Set exercise:
Update the records below by replacing "put one pin" with "place a single marker" everywhere it appears, leaving every other word untouched.
───── Data supplied ─────
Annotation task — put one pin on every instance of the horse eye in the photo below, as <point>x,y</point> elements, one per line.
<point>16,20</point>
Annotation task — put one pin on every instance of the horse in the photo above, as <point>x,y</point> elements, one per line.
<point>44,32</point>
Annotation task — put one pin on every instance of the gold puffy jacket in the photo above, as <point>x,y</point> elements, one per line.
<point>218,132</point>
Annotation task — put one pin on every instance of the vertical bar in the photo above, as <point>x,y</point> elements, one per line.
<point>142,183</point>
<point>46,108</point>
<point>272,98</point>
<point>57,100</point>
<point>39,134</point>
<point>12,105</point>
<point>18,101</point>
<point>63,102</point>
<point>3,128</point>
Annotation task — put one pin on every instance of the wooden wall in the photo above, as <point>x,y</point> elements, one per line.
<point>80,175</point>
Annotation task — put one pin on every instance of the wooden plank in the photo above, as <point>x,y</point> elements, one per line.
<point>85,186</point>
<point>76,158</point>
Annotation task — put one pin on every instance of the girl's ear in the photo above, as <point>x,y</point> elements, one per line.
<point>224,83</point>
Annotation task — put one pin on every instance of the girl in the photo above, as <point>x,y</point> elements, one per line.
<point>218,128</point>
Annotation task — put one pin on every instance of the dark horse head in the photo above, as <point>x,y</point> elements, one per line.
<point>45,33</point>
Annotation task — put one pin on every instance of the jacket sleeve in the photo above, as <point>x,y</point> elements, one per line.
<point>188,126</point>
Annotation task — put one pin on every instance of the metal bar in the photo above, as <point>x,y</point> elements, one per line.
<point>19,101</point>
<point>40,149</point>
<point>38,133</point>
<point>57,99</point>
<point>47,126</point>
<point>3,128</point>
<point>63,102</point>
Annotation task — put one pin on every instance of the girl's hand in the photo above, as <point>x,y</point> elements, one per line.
─────
Written solution:
Annotation task — place a single marker on every instance of the horse eye in the photo below, as <point>x,y</point> elements, one per line.
<point>16,20</point>
Annotation task — place a single marker on every instance of the horse in the photo above, as <point>x,y</point> elements, one per line.
<point>44,32</point>
Annotation task — place a single marker on every instance of the gold puffy jacket in the photo above, as <point>x,y</point> elements, one per line.
<point>218,132</point>
Annotation task — place a single marker on every instance of the vertical bar in the photo above, as <point>x,y</point> elements, one per line.
<point>142,183</point>
<point>46,108</point>
<point>272,98</point>
<point>57,100</point>
<point>39,134</point>
<point>12,105</point>
<point>18,101</point>
<point>63,102</point>
<point>3,128</point>
Annotation task — place a single marker on every instance of the wooden wall in the photo above, as <point>x,y</point> elements, one per line.
<point>80,175</point>
Annotation task — place a single marker on every instance of the wooden plank in the photo above, as <point>x,y</point> elements, one per line.
<point>85,186</point>
<point>76,158</point>
Annotation task — place a single marker on every instance of the girl's ear in the photo above, as <point>x,y</point> elements, one per line.
<point>224,83</point>
Annotation task — place a single marker on every instance of the girl in the photo above, as <point>x,y</point> elements, one per line.
<point>218,128</point>
Annotation task — place a single marker on every instance of the dark horse head in the photo above, as <point>x,y</point> elements, one per line.
<point>45,33</point>
Annotation task — place a single marker on every instance of the jacket sleeve in the photo above, as <point>x,y</point> elements, one per line.
<point>188,126</point>
Annotation task — place a single marker on every instance of the metal bar in the photo above, as <point>x,y</point> elements, one per line.
<point>19,101</point>
<point>40,149</point>
<point>38,133</point>
<point>57,99</point>
<point>47,126</point>
<point>3,128</point>
<point>63,102</point>
Annotation task — place a single marker on every instance of the girl's hand in the photo above, as <point>x,y</point> elements, one per line.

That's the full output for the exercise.